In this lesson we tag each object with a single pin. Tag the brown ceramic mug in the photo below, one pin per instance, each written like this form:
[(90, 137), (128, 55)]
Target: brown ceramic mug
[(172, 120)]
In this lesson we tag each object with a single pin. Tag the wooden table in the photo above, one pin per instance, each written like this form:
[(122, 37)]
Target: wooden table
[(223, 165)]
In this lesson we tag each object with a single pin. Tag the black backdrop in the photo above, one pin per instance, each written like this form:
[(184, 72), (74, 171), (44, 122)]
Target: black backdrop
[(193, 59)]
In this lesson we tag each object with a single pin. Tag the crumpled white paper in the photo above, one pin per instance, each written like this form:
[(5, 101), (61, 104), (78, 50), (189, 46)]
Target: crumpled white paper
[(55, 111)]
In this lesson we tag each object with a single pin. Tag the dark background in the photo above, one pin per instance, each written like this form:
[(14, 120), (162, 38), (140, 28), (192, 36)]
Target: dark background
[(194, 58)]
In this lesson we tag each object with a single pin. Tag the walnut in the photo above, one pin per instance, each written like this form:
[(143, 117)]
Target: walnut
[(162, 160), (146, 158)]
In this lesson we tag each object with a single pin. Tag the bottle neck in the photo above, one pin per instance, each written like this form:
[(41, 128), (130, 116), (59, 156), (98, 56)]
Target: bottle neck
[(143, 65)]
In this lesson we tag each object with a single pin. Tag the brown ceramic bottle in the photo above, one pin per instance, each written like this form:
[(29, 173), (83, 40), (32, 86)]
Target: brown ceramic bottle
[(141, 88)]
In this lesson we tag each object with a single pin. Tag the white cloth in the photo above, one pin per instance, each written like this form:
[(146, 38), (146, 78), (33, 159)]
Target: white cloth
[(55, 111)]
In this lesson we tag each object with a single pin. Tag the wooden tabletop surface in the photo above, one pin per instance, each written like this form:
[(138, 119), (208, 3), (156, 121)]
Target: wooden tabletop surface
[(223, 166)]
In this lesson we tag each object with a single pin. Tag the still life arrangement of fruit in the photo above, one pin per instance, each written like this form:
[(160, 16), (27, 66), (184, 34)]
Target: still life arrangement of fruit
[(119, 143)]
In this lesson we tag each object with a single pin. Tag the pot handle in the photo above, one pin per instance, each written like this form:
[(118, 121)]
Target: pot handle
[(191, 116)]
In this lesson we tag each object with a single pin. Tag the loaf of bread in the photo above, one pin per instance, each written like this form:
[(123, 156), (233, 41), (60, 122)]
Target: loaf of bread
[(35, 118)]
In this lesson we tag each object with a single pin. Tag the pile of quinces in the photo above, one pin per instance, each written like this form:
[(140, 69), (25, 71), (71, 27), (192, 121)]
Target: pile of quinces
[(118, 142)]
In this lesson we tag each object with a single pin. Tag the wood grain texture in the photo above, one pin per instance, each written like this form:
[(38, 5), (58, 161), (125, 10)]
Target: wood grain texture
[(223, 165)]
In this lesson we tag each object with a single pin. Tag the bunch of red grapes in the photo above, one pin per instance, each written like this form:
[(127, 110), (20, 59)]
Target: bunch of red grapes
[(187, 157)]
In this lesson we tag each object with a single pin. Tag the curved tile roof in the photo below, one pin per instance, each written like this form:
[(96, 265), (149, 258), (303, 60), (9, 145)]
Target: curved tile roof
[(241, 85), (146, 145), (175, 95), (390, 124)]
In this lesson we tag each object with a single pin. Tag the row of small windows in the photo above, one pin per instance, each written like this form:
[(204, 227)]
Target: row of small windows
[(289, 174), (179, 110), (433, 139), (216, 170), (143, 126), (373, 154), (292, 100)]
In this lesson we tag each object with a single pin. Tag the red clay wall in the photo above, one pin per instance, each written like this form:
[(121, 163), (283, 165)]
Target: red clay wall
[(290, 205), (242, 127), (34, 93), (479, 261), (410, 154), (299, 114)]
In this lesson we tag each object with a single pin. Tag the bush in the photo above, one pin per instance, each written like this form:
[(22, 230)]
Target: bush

== == ==

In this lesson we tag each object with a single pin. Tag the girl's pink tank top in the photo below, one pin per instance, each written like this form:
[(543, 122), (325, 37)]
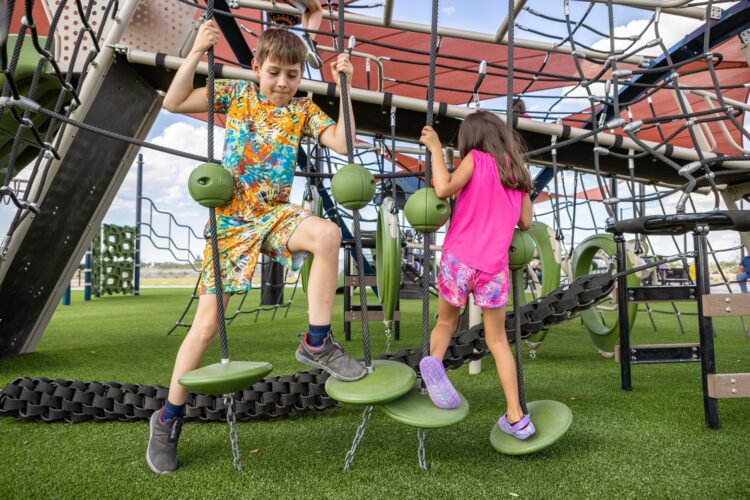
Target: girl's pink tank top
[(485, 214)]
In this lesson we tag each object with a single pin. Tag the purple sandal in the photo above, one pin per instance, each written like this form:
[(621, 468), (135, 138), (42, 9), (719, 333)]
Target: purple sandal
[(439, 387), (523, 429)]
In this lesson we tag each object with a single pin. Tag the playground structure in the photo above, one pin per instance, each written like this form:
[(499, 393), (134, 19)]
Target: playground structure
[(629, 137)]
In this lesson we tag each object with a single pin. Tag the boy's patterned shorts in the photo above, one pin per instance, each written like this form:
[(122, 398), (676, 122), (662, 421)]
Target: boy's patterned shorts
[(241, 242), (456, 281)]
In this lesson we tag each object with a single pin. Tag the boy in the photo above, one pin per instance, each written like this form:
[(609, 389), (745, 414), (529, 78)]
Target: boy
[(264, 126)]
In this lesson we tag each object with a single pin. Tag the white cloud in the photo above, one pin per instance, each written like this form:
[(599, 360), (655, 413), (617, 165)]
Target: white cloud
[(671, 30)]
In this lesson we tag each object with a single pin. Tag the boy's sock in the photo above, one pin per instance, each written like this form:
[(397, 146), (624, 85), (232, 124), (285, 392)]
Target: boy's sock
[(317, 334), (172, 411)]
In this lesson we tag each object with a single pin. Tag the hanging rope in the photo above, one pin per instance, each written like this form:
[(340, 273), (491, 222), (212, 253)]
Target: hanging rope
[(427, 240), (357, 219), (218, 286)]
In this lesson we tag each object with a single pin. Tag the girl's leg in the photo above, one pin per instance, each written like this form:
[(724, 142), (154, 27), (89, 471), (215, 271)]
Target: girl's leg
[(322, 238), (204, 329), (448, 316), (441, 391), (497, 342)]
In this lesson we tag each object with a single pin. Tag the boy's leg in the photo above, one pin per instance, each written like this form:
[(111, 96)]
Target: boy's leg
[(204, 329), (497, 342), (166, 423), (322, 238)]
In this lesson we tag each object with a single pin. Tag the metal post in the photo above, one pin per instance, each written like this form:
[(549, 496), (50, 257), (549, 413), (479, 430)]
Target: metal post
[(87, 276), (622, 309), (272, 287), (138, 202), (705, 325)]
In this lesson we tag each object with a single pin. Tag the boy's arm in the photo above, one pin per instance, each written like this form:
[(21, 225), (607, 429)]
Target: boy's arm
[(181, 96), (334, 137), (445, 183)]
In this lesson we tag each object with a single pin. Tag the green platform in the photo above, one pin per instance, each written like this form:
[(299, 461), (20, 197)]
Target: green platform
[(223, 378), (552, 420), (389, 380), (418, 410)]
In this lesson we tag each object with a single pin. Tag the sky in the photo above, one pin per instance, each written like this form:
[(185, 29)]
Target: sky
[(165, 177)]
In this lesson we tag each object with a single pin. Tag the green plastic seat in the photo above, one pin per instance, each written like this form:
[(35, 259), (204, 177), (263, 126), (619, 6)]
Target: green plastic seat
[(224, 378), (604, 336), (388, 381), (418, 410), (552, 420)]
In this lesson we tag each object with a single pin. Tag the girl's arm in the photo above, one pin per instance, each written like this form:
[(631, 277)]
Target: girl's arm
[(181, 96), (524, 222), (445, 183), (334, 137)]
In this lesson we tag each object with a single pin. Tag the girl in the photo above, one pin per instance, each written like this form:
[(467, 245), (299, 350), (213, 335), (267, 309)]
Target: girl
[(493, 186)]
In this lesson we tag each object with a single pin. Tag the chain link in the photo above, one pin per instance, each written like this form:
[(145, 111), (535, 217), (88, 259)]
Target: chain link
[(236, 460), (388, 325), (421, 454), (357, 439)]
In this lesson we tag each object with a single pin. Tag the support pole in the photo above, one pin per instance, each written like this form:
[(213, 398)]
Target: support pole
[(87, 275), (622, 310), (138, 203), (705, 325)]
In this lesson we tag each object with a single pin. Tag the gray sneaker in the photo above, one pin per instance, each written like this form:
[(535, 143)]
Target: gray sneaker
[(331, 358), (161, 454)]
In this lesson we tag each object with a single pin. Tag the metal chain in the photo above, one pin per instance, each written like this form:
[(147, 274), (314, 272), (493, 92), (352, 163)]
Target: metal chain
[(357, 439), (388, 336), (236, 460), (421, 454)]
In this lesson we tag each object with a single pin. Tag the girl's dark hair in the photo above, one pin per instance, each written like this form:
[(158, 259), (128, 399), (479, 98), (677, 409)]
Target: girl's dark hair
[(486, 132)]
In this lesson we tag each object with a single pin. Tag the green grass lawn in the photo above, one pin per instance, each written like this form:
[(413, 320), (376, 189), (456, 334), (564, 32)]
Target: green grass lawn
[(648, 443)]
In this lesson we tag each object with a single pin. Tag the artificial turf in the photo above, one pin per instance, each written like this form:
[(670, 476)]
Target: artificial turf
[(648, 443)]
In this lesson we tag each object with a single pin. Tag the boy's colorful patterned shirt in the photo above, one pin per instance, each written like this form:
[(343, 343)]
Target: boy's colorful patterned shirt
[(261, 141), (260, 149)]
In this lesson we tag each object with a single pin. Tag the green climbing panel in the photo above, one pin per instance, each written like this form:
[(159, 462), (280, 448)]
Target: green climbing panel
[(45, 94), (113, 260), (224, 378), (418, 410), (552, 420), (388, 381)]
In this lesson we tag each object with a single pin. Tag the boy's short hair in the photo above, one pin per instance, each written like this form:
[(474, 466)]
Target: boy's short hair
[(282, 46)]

== == ==

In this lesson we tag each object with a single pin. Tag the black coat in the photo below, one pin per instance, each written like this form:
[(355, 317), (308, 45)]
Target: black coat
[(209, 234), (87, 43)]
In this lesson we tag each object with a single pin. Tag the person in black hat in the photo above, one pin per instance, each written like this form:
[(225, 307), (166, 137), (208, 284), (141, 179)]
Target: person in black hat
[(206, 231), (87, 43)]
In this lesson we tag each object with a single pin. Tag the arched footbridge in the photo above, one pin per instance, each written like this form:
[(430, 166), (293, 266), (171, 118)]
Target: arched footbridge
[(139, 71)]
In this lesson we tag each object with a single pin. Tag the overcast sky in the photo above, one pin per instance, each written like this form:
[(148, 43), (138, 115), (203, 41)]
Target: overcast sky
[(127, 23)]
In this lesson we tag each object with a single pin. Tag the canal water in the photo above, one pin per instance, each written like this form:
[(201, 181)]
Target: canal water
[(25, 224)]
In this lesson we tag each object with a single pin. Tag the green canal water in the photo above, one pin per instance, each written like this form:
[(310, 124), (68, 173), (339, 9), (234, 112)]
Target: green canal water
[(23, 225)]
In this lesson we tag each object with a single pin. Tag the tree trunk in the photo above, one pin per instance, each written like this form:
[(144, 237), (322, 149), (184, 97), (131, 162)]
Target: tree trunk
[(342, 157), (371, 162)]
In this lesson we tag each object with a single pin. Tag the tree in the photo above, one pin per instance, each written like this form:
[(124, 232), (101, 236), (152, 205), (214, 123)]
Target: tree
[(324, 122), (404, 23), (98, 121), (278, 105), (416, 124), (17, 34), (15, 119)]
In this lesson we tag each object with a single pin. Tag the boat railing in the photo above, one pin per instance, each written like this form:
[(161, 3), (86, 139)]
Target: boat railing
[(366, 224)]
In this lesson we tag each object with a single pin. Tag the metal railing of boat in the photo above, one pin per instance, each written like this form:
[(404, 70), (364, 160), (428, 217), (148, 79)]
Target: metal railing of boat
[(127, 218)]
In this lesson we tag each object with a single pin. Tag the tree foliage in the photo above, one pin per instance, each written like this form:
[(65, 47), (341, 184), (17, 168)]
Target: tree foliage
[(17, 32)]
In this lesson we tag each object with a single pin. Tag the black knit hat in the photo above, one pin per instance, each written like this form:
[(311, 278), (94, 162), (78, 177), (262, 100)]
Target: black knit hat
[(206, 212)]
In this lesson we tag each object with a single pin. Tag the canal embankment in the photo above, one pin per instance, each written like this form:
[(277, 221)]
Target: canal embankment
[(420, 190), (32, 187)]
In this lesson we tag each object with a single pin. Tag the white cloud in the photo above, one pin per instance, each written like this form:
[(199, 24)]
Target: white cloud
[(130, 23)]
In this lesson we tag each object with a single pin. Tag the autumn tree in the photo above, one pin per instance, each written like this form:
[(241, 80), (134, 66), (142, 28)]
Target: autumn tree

== == ==

SHORT EXERCISE:
Copy the data above word for word, starting with the line that contains "the boy's patterned" and ending after the line that contains "[(671, 30)]", both lines included.

TASK ANSWER:
In this lesson we tag each object with a single pin. Tag the boy's patterned shorts in the photo above, one pin per instance, each written like this form:
[(122, 398), (676, 122), (662, 421)]
Target: boy's patterned shorts
[(241, 242), (456, 281)]
In this lesson we tag each object with a single pin. Tag the boy in the photo above, one pin per instance, each written like this form:
[(609, 389), (745, 414), (529, 78)]
Target: boy
[(264, 126)]
In this lesson we tag each object with a single pin. Tag the white cloud in the photo above, one pin per instance, each written like this form:
[(599, 360), (655, 413), (617, 165)]
Target: white cloud
[(671, 30)]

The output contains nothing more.